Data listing
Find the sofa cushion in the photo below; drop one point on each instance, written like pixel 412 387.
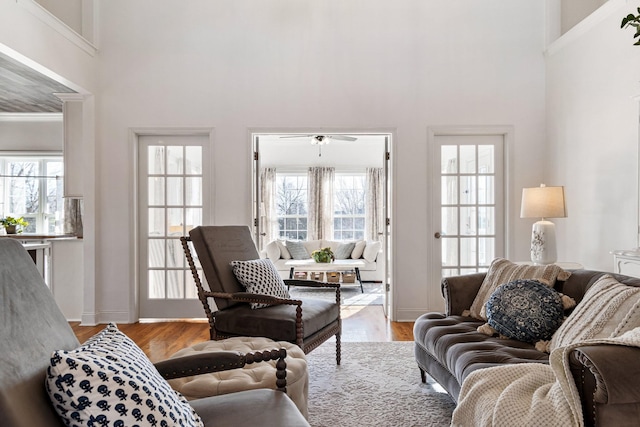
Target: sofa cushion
pixel 260 277
pixel 358 249
pixel 273 251
pixel 298 250
pixel 504 271
pixel 110 381
pixel 371 251
pixel 525 310
pixel 344 250
pixel 284 252
pixel 607 310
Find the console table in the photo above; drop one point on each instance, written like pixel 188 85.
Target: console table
pixel 337 265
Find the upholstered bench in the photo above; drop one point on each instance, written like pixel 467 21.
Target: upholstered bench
pixel 252 376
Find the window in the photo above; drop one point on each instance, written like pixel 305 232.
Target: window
pixel 31 187
pixel 349 206
pixel 291 206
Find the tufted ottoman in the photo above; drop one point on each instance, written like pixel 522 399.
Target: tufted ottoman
pixel 253 376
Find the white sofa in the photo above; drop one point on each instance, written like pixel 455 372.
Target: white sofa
pixel 367 251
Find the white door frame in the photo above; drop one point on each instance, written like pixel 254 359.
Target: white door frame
pixel 433 187
pixel 207 162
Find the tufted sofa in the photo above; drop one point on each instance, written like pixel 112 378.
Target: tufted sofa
pixel 368 251
pixel 449 348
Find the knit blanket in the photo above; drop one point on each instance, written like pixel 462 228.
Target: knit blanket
pixel 528 394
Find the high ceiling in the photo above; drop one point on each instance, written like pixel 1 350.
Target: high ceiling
pixel 24 90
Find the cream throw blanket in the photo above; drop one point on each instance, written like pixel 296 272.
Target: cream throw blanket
pixel 527 394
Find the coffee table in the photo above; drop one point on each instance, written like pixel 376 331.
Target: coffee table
pixel 337 265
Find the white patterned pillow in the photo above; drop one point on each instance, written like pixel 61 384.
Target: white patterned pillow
pixel 110 381
pixel 260 277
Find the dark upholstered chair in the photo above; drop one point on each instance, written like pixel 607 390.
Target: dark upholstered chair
pixel 307 323
pixel 33 327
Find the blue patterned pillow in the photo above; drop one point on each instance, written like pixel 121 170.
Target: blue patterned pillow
pixel 525 310
pixel 110 381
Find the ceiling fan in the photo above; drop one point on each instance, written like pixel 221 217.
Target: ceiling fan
pixel 322 139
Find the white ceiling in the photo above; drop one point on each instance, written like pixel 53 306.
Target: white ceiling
pixel 299 153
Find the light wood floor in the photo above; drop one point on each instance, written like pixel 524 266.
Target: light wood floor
pixel 162 339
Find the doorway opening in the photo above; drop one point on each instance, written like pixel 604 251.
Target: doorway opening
pixel 326 189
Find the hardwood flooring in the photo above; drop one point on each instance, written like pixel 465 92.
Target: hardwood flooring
pixel 159 340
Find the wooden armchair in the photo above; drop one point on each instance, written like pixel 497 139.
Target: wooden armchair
pixel 33 328
pixel 306 323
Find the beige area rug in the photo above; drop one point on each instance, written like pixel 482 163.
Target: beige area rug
pixel 350 294
pixel 377 384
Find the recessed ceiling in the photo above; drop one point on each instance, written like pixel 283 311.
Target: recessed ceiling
pixel 24 90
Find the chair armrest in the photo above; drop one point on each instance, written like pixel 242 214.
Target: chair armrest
pixel 207 362
pixel 460 291
pixel 607 375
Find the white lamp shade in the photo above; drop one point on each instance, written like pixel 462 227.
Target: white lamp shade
pixel 543 202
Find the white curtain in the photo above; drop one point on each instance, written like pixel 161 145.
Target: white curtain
pixel 320 198
pixel 374 219
pixel 268 214
pixel 73 217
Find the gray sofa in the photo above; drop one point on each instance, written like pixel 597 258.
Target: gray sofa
pixel 33 327
pixel 449 348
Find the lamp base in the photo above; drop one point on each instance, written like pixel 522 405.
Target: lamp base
pixel 543 243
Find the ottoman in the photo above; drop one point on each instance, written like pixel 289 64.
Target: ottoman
pixel 253 376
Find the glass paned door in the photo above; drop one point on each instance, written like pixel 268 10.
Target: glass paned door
pixel 470 227
pixel 171 202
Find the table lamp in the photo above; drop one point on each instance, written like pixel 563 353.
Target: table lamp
pixel 543 202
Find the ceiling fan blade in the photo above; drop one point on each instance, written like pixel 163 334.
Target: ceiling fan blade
pixel 342 137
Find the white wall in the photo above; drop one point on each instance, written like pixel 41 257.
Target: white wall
pixel 593 73
pixel 30 134
pixel 356 64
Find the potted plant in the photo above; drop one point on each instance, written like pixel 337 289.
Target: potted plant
pixel 633 21
pixel 11 224
pixel 323 255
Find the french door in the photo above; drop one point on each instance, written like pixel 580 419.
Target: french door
pixel 468 192
pixel 172 199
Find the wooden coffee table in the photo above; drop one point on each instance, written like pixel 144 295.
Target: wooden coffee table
pixel 337 265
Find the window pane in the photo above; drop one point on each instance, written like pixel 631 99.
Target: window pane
pixel 156 222
pixel 156 159
pixel 449 190
pixel 193 164
pixel 174 191
pixel 449 158
pixel 156 191
pixel 485 159
pixel 175 160
pixel 193 191
pixel 467 159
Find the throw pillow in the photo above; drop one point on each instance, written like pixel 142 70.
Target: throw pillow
pixel 297 250
pixel 260 277
pixel 273 251
pixel 344 250
pixel 607 310
pixel 525 310
pixel 284 252
pixel 371 251
pixel 110 381
pixel 503 271
pixel 358 249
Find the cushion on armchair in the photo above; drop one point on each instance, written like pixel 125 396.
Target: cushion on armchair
pixel 110 381
pixel 260 277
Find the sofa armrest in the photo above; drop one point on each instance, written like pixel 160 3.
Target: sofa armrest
pixel 207 362
pixel 460 291
pixel 607 378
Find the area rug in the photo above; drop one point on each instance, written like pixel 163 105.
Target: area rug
pixel 377 384
pixel 349 294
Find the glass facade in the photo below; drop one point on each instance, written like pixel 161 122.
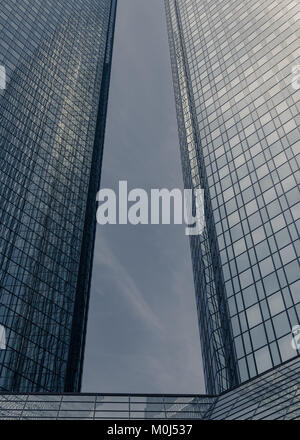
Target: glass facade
pixel 270 396
pixel 238 118
pixel 57 57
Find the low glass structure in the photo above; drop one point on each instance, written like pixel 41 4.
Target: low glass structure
pixel 273 395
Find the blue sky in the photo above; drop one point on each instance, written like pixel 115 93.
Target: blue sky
pixel 142 333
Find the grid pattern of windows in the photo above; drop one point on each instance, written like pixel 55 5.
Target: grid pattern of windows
pixel 273 395
pixel 57 59
pixel 242 144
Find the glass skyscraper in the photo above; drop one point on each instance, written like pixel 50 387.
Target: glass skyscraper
pixel 238 116
pixel 57 58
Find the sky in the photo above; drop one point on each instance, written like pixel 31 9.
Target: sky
pixel 142 332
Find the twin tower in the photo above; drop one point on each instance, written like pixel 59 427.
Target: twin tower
pixel 238 121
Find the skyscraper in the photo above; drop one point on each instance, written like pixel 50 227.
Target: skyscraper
pixel 238 116
pixel 57 58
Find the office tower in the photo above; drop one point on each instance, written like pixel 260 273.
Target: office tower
pixel 270 396
pixel 57 58
pixel 238 116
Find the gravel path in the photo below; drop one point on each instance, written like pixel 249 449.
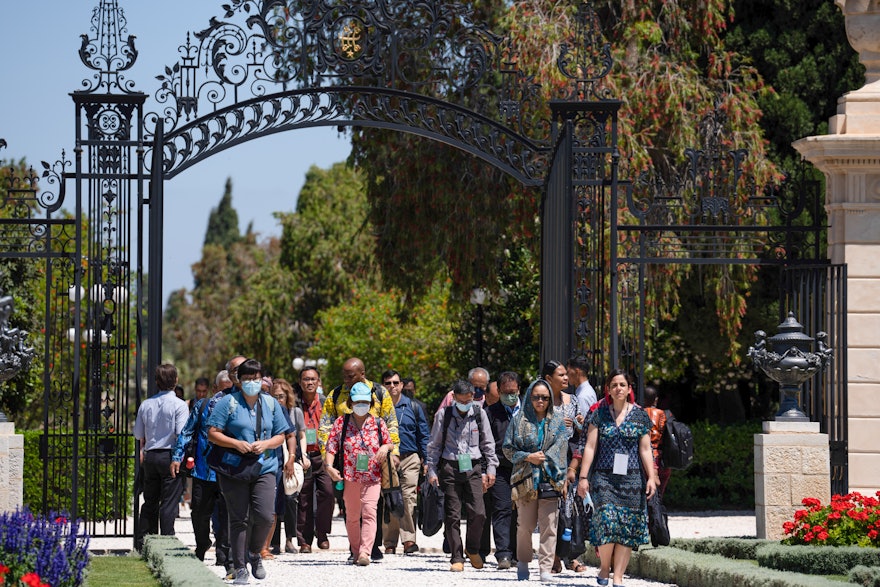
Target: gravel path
pixel 430 566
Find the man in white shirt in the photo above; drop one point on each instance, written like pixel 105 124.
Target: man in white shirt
pixel 159 420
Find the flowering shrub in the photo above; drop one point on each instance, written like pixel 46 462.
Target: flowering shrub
pixel 37 551
pixel 851 519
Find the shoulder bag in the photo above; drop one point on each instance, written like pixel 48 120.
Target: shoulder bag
pixel 392 494
pixel 231 463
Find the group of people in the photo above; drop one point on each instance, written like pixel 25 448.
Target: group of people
pixel 506 463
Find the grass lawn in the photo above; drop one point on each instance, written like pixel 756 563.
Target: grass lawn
pixel 113 571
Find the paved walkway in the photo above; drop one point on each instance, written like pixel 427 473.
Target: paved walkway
pixel 431 566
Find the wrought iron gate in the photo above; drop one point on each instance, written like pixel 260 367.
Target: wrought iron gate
pixel 265 67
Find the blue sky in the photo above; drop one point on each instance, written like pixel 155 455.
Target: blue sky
pixel 40 66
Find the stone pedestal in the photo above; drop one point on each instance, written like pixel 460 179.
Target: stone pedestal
pixel 11 467
pixel 791 463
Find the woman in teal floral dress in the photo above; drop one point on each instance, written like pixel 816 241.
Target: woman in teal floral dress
pixel 618 438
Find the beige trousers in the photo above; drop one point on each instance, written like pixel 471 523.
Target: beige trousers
pixel 544 513
pixel 404 529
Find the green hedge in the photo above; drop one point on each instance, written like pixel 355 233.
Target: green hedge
pixel 737 548
pixel 175 565
pixel 816 560
pixel 723 472
pixel 865 576
pixel 690 569
pixel 103 495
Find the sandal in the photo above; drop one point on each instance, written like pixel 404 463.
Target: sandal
pixel 577 566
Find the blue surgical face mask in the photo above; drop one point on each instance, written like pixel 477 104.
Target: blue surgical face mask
pixel 251 388
pixel 463 407
pixel 509 399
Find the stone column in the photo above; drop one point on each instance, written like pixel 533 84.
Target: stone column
pixel 11 467
pixel 791 463
pixel 850 159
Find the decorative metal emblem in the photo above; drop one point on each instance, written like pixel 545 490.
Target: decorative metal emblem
pixel 349 39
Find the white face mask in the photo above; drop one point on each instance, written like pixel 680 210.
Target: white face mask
pixel 463 407
pixel 251 388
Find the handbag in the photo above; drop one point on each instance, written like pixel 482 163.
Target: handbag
pixel 521 486
pixel 392 494
pixel 292 483
pixel 231 463
pixel 658 522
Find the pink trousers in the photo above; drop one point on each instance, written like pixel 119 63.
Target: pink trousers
pixel 360 516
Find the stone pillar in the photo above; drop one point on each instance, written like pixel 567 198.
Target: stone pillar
pixel 850 159
pixel 791 463
pixel 11 467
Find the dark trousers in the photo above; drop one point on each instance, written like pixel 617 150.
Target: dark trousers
pixel 499 508
pixel 462 489
pixel 248 502
pixel 316 501
pixel 161 496
pixel 206 497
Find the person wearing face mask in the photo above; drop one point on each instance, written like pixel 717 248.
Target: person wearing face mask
pixel 461 461
pixel 499 507
pixel 364 443
pixel 233 424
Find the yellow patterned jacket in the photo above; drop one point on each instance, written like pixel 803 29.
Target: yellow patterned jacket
pixel 383 409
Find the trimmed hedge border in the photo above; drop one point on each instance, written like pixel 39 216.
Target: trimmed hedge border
pixel 691 569
pixel 865 576
pixel 816 560
pixel 738 548
pixel 175 565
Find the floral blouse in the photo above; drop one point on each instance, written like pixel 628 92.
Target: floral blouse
pixel 364 440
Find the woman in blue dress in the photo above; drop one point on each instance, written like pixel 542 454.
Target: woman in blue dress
pixel 618 439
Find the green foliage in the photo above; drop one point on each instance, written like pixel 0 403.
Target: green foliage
pixel 510 319
pixel 175 565
pixel 802 52
pixel 376 327
pixel 865 576
pixel 722 474
pixel 816 560
pixel 105 571
pixel 115 501
pixel 738 548
pixel 692 569
pixel 327 245
pixel 223 221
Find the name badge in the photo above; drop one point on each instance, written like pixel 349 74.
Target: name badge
pixel 621 463
pixel 363 462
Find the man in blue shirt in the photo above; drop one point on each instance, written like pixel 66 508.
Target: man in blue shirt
pixel 206 490
pixel 413 429
pixel 159 420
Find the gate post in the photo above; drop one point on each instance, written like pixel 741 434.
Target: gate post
pixel 849 159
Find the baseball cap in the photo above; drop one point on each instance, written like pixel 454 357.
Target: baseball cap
pixel 360 392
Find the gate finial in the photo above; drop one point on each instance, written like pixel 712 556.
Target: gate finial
pixel 109 52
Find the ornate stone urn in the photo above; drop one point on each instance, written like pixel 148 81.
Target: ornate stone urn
pixel 862 19
pixel 789 361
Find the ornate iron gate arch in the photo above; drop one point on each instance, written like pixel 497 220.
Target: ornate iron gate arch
pixel 419 66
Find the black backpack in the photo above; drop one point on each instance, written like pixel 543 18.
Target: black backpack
pixel 677 445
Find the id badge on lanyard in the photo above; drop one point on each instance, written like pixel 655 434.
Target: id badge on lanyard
pixel 363 462
pixel 621 463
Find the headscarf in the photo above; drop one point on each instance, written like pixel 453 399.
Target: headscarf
pixel 521 438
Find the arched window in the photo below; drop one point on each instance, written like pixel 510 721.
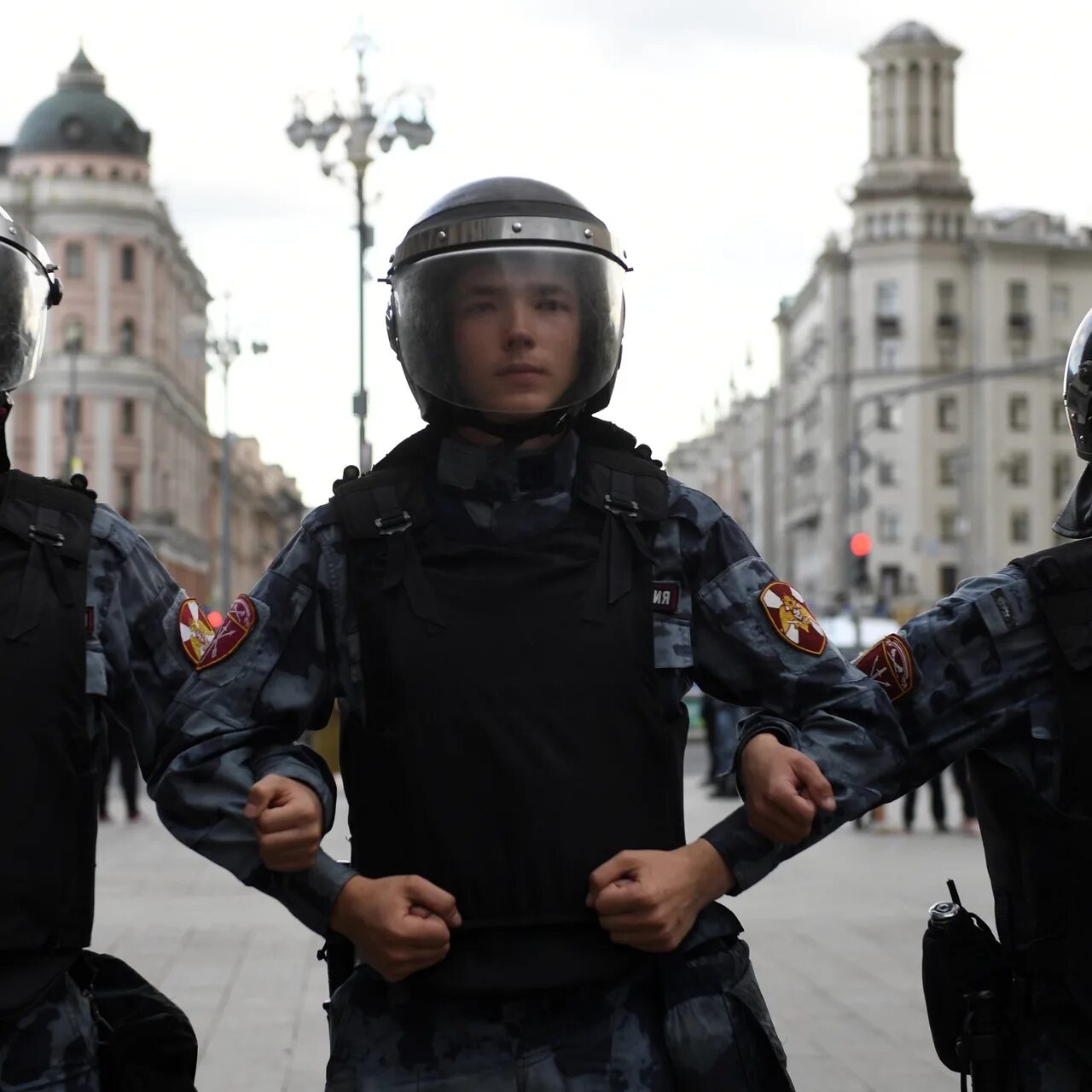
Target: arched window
pixel 935 100
pixel 915 108
pixel 73 335
pixel 892 92
pixel 127 338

● **THE PROBLEM**
Recast everything from the start of the records down to the line containing "pixel 527 394", inclusive, as a numbered list with blank lines omitted. Leave the pictures out.

● **SOLUTION**
1. Find the sofa cushion in the photo below; drop one point on each instance, written like pixel 412 387.
2. Target: sofa cushion
3. pixel 260 277
4. pixel 358 249
5. pixel 273 251
6. pixel 298 250
7. pixel 504 271
8. pixel 110 381
9. pixel 371 251
10. pixel 525 310
11. pixel 344 250
12. pixel 284 252
13. pixel 607 310
14. Find the console table in the photo above; drop one point on each instance, written like pixel 188 85.
15. Target: console table
16. pixel 337 265
17. Find the upholstered bench in the photo above; drop one point on each instance, written like pixel 467 21.
18. Target: upholstered bench
19. pixel 252 376
20. Find the window in the photo above; drop one point on each instance, written like pixel 305 232.
21. Target: window
22. pixel 31 187
23. pixel 349 206
24. pixel 291 206
25. Find the tufted ottoman in the photo above; drop one point on each instance, written like pixel 522 399.
26. Target: tufted ottoman
27. pixel 253 376
28. Find the white sofa in the photo above; drop one point on each instance, written like pixel 455 372.
29. Target: white sofa
30. pixel 367 251
31. Find the white door frame in the photo above; drop one point on each instance, written like pixel 254 359.
32. Target: white door frame
33. pixel 433 187
34. pixel 207 162
35. Find the tufted sofa in the photo above; drop one point on each instance, written like pixel 112 378.
36. Target: tufted sofa
37. pixel 368 251
38. pixel 449 348
39. Find the knit blanket in the photo above; drop one point on each instance, written like pixel 462 228.
40. Target: knit blanket
41. pixel 528 394
42. Find the high ceiling in the photo above; drop one point on each instance, written like pixel 1 350.
43. Target: high ceiling
44. pixel 24 90
45. Find the cream throw blanket in the photo above; drop one point on each instance, written like pixel 296 272.
46. Target: cream throw blanket
47. pixel 527 394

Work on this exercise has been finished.